*QUOTED TEXT*
The left side of the xlsjs GUI displays the job group tree structure. You can expand and shrink the view by clicking on the group names at different levels. The right side of the window displays jobs (upper area) and job groups (lower area) under the current job group. The current job group is highlighted in the job group tree on the left side of the window. The views on the right side can be adjusted to show information that is of interest to you.

The xlsjs GUI is the console window of LSF JobScheduler. You can perform almost all LSF JobScheduler-related operations from this window. For example, to create a new job group under "/risk_group", simply select "/risk_group" and then choose File | New | Group. This displays the window as shown in Figure 15.

Command-line tools are also available to view and manipulate job groups.

Figure 16. Job and Job Group Monitoring Window

Submitting a Job under a Job Group

After you have created the desired job groups, you can then submit jobs into them. To submit a job into a job group, select the job group and then choose File | New | Job. This displays the job submission window as shown in Figure 11, with the current working group set to the selected group.

You can also submit a job into a job group using the bsub command. For example:

% bsub -J /risk_group/portfolio1/newjob myjob
Job <105> is submitted to default queue.

The -J option of the bsub command, followed by a group path, tells LSF JobScheduler the exact location of the job group the job should belong to. If you assign a unique job name to each job created, it will be easier for you to keep track of your jobs.

When using the command-line job submission tool, bsub, the job name parameter should be used to specify the full path of the group in which the job is to be placed.

You will see the submitted jobs on the right side of the window as shown in Figure 16. You can also view submitted jobs using the bjobs command. With the -g option of the bjobs command, you can view job groups as well as jobs.

If you do not see submitted jobs in the xlsjs window, make sure that you have chosen the right filters by choosing View | Filter Jobs. If you are submitting jobs to a newly created job group, remember to release the job group after you submit all jobs so that the job group can enter the ACTIVE state.

Specifying Dependency Conditions

Because many jobs are operations in response to various events, the scheduling of such jobs is dependent on specific events occurring. A dependency condition is a job or job group attribute you can specify so that your job or job group gets ready to run when certain events happen. A dependency condition can be specified in terms of time events, job events, job group events, exception events, file events and user events. For a conceptual explanation of these events, see Section 3, `Events and Calendars', beginning on page 21.

Time Event Dependency

If your job needs to run periodically, or at pre-determined times, you can associate a time event with your job. A time event can be specified at either the xbsub GUI or the bsub command line level.

To specify a time event for your job, simply enable the "Date and Time" checkbox in the xbsub main window. You can then specify the time event, as shown in Figure 17. A time event specification contains two parts: a calendar and a time specification. By clicking on the "Choose" button, you can choose a calendar from all calendars defined in the system. To view calendar details, use the xbcal GUI.

Normally, you will choose from your own calendars and the system calendars, but you can also use other users' calendars. If you do use a calendar defined by another user, remember that the other user's calendar you are depending on can be modified by its owner without warning!

Figure 17. Specifying Time Events

The calendar specifies the days during which the event will repeat. If you do not specify a calendar in the "Date & Time" area, LSF JobScheduler assumes the default daily calendar, i.e. every day.

*DATASET CONTENT*
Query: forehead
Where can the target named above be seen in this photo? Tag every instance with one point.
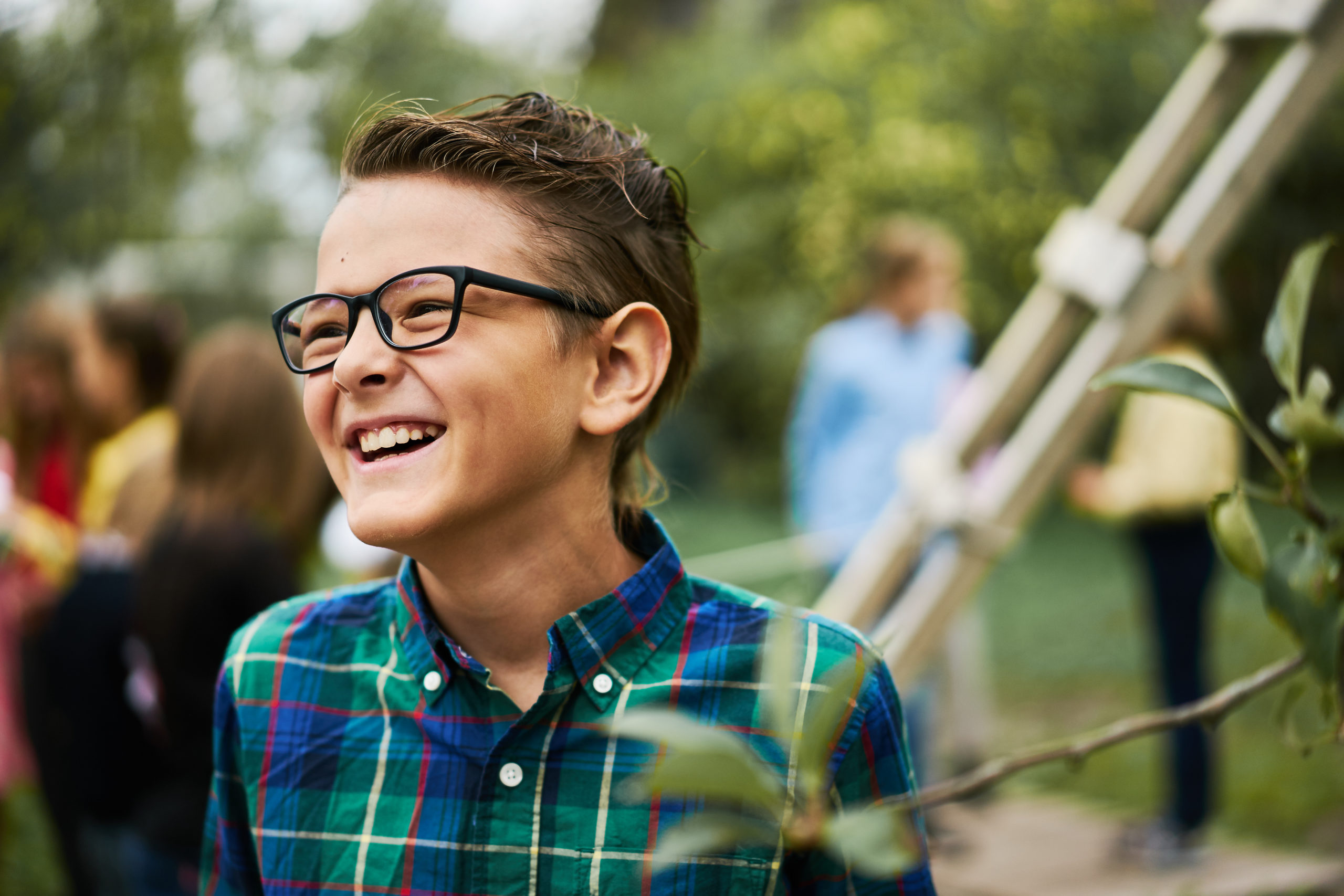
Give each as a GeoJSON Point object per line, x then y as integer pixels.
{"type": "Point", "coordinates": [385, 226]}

* * *

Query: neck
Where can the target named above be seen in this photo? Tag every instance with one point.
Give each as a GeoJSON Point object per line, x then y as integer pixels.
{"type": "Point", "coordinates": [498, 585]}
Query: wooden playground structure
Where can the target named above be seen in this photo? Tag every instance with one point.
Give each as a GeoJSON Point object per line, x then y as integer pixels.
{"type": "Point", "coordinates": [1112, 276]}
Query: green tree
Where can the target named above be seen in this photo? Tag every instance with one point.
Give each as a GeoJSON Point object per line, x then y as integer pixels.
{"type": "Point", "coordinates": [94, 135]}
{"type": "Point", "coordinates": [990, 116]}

*SET TASK*
Type out the stretch of the LSF JobScheduler text above from "To specify a" through "owner without warning!", word for word.

*WRITTEN RESPONSE*
To specify a time event for your job, simply enable the "Date and Time" checkbox in the xbsub main window. You can then specify the time event, as shown in Figure 17. A time event specification contains two parts: a calendar and a time specification. By clicking on the "Choose" button, you can choose a calendar from all calendars defined in the system. To view calendar details, use the xbcal GUI.

Normally, you will choose from your own calendars and the system calendars, but you can also use other users' calendars. If you do use a calendar defined by another user, remember that the other user's calendar you are depending on can be modified by its owner without warning!